Top of Data to process

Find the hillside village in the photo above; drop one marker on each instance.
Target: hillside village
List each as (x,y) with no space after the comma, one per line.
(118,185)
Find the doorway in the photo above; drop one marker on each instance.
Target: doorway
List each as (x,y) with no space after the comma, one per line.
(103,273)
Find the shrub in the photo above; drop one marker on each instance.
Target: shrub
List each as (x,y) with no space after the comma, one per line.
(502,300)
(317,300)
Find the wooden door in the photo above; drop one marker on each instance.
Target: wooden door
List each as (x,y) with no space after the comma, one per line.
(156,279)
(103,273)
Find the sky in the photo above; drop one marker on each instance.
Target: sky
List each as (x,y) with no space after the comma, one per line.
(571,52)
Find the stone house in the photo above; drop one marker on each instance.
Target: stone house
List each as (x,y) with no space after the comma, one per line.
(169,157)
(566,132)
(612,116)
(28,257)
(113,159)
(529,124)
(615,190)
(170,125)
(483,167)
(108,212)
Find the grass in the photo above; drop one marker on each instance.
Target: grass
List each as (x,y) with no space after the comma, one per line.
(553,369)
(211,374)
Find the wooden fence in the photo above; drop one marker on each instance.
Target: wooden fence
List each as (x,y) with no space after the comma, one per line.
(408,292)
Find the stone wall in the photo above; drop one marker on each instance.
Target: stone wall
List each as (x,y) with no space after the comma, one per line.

Bottom of Data to process

* [What to work on]
Beginning at the line with "Target: hillside village" and ending at the line with "Target: shrub", reproduce each line of the data above exactly, and add no other lines.

* [Expected output]
Target: hillside village
List each as (x,y) with no space after the comma, one per line.
(118,185)
Find the doorway in the photo above; drop one marker on each instance.
Target: doorway
List each as (x,y) with no space after the comma, one per line.
(103,273)
Find the shrub in the photo above; drop one marker on each instance.
Target: shrub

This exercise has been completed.